*Task to complete*.
Copy each of the following items word for word, line by line.

*Provided data*.
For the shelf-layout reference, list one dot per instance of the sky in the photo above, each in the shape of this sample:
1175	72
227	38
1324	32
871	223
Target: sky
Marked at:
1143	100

*Response below*.
For the shelf-layout reference, list one dot per instance of the sky in the photo above, each in the shape of this sample:
1175	72
227	38
1324	32
871	223
Target: sky
Marked at:
1143	100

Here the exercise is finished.